• Page text:
Profits rose 9.0% on-year in November to 805.96 billion yuan
($126.54 billion), well off the 24.6% gain reported in October.
For the January-November period, industrial firms' profits rose
38.0% year-on-year to 7.98 trillion yuan, slower than the 42.2%
rise in the first 10 months of 2021, the statistics bureau said.
Zhu Hong, senior statistician at NBS, said while state efforts
to cool soaring wholesale prices in November took cost pressures
off downstream industries, the curbs meant the contribution from
the mining and raw material sectors to overall profit growth
weakened.
"But companies still face great cost pressures, and the
improvement in profits for downstream sector needs to be further
consolidated," Zhu said in a statement accompanying the data
release.
China's red-hot factory-gate inflation cooled slightly in
November, driven by a government crackdown on runaway commodity
prices and an easing power crunch as Beijing scrambled to lessen
the crippling economic effects of surging costs.

[Saved data entries]
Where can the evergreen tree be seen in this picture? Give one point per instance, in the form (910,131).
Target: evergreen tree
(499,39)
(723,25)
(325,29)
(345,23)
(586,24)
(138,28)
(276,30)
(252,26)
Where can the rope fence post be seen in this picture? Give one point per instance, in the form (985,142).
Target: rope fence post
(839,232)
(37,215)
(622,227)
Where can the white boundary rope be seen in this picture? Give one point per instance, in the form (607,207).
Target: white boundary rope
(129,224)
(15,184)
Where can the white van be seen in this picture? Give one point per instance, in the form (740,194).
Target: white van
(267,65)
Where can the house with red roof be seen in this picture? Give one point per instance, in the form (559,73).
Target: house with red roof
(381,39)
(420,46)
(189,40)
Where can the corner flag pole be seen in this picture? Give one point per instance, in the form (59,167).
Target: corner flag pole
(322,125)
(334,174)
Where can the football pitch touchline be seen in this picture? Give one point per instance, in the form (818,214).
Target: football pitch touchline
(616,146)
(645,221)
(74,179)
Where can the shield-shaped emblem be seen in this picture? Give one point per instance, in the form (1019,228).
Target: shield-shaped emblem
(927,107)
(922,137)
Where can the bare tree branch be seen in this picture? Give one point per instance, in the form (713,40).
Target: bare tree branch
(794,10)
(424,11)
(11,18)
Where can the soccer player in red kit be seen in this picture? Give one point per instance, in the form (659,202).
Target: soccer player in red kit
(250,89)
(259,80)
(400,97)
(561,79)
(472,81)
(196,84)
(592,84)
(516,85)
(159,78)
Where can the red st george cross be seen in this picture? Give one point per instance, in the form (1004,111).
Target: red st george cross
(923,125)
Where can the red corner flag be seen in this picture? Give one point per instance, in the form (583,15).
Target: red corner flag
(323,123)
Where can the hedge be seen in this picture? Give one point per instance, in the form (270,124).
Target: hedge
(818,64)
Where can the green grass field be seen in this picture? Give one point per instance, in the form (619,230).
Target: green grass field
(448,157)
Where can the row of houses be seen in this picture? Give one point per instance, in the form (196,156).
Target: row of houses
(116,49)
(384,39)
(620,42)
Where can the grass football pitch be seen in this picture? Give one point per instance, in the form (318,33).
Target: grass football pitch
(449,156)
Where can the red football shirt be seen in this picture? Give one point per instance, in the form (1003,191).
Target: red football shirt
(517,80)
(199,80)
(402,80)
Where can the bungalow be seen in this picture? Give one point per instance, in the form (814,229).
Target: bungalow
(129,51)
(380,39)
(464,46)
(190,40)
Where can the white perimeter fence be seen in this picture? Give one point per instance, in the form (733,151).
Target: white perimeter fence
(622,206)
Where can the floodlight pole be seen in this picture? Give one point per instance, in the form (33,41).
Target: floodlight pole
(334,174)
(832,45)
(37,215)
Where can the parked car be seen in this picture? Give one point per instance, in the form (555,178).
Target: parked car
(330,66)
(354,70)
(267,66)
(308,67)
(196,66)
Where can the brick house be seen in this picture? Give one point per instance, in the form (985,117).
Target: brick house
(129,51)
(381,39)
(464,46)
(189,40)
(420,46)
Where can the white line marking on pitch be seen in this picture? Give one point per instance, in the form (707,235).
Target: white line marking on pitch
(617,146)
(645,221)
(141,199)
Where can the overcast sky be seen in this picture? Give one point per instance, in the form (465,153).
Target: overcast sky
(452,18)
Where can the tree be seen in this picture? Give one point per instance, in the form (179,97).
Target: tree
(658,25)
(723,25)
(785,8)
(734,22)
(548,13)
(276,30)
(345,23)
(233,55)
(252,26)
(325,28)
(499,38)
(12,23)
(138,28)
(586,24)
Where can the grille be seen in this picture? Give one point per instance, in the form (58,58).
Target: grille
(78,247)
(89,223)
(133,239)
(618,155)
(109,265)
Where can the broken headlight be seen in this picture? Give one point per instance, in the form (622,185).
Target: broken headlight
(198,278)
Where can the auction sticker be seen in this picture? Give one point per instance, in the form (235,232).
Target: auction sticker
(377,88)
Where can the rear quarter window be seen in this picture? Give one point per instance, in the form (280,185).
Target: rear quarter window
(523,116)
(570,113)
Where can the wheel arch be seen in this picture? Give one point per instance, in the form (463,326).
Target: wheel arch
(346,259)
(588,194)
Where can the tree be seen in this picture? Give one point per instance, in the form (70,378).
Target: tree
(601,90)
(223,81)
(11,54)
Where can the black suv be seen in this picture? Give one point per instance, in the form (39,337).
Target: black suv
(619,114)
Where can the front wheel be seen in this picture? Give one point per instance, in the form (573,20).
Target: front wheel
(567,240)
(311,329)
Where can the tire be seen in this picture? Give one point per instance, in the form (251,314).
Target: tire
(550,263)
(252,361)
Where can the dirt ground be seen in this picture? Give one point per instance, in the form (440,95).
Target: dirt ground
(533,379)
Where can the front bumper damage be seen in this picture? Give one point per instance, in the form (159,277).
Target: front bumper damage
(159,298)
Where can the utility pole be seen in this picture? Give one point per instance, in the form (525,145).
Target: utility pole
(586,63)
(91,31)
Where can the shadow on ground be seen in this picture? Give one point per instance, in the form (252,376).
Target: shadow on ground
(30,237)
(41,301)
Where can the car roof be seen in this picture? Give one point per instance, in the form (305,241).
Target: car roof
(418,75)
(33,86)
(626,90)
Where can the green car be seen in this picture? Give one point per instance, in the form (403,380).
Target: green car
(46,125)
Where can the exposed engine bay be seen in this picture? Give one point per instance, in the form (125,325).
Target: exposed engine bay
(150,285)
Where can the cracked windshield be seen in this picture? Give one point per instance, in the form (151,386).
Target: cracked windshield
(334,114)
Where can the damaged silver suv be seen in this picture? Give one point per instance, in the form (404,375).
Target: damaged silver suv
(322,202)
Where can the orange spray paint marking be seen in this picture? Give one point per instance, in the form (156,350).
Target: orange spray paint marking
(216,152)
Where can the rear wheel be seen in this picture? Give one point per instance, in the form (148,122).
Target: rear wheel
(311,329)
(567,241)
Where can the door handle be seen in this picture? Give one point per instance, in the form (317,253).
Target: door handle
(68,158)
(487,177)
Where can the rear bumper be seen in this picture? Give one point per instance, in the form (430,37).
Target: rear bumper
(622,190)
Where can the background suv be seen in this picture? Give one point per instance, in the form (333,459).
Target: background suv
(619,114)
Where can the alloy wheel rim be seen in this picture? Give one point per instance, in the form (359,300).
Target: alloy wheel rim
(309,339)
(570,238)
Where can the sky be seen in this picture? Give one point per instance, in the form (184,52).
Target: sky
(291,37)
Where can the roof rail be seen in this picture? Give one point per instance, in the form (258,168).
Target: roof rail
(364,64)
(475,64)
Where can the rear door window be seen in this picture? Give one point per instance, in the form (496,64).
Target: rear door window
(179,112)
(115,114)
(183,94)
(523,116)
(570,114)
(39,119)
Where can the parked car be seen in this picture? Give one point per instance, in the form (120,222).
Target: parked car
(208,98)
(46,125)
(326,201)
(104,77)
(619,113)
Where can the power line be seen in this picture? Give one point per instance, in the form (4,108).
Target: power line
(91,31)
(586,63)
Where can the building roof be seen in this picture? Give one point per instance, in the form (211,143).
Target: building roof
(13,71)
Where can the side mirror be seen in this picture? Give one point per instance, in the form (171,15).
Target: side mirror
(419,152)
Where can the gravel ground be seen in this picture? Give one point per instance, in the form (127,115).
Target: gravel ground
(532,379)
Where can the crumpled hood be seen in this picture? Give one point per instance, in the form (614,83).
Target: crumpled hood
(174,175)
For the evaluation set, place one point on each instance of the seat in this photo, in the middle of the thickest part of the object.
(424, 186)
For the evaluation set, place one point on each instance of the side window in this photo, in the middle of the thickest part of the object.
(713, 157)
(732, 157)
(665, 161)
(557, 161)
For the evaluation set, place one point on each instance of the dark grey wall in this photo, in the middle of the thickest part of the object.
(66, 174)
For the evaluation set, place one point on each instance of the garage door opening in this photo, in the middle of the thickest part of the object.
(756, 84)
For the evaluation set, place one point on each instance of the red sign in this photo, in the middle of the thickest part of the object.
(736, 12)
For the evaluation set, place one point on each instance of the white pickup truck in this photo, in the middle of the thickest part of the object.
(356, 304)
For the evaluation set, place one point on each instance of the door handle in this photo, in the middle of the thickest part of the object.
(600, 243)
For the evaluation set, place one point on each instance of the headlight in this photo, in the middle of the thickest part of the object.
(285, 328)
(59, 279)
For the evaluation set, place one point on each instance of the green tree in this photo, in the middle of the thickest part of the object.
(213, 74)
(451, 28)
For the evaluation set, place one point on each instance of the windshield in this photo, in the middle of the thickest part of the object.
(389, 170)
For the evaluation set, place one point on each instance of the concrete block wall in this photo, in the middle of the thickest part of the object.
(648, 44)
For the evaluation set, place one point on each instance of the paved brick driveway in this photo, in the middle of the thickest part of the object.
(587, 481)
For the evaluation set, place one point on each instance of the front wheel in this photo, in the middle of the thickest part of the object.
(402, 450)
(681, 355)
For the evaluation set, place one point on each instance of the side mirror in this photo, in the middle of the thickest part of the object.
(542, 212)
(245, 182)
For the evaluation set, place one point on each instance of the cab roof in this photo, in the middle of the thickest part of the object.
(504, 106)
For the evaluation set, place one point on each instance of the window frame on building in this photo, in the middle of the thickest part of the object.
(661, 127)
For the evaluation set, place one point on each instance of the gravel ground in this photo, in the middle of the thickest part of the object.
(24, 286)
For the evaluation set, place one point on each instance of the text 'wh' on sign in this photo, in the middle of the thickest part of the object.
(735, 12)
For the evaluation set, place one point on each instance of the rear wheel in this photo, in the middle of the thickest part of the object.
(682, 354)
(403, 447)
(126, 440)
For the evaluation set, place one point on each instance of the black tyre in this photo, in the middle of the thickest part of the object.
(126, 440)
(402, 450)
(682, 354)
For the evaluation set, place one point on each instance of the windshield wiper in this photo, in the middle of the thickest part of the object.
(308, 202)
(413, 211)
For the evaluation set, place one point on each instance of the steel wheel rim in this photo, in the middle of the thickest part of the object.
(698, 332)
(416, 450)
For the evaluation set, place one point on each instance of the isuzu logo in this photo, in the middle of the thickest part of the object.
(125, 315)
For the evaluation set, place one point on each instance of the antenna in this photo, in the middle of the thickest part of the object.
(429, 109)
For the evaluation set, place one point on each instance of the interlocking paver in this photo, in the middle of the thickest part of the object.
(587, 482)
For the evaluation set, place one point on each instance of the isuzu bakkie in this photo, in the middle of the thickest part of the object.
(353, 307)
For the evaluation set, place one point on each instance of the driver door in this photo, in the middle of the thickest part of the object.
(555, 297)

• What to work on:
1. List every percentage figure that appears in the profits report.
2. Reproduce the profits report starting at "China's red-hot factory-gate" and ending at "of surging costs.", but swap "crackdown" for "clampdown".
The items above are not needed for anything here.

• Answer list:
1. 9.0%, 24.6%, 38.0%, 42.2%

2.
China's red-hot factory-gate inflation cooled slightly in
November, driven by a government clampdown on runaway commodity
prices and an easing power crunch as Beijing scrambled to lessen
the crippling economic effects of surging costs.